* Problem details: Add -96 to every x and y coordinate in the answer points of the records below, then rewrite all the records in full, with their requests, and leave out the pictures.

++++ Task input

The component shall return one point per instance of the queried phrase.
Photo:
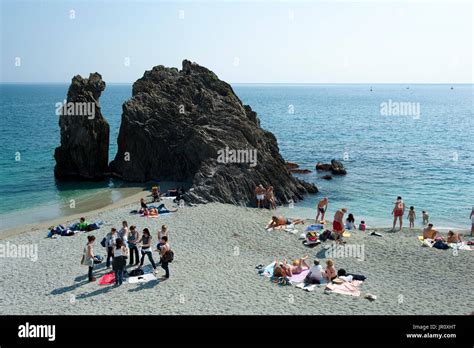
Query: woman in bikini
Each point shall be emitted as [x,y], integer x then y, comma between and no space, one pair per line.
[397,212]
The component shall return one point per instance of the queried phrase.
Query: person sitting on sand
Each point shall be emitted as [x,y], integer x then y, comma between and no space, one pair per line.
[453,237]
[411,216]
[337,224]
[330,272]
[397,212]
[145,240]
[350,222]
[88,258]
[430,233]
[270,198]
[322,207]
[260,195]
[315,273]
[278,221]
[296,267]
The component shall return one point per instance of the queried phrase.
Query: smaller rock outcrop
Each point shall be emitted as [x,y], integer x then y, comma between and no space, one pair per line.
[84,149]
[336,167]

++++++++

* Answer for this exercise:
The component shall return one point per instance of the queried phrase.
Photo:
Query: woman in bikini
Each point shall be emitted as [x,y], integer x then y, comma between and no space, one pair per line.
[301,116]
The component shall return one point per instance of the queried phrase.
Query: person sitting on sand
Each point shall be emitted as [x,y], integer x then y, comma between and no space, one pair per line.
[357,141]
[315,120]
[241,128]
[234,176]
[301,116]
[49,144]
[254,126]
[-8,162]
[334,137]
[174,102]
[226,111]
[164,99]
[219,177]
[182,125]
[200,171]
The component shall return one point per instance of the queried phrase.
Query: smaller rock outcrop
Each point shall be emitted as [x,y], integer x then y, comma between and no space, one pair per line.
[-12,53]
[240,71]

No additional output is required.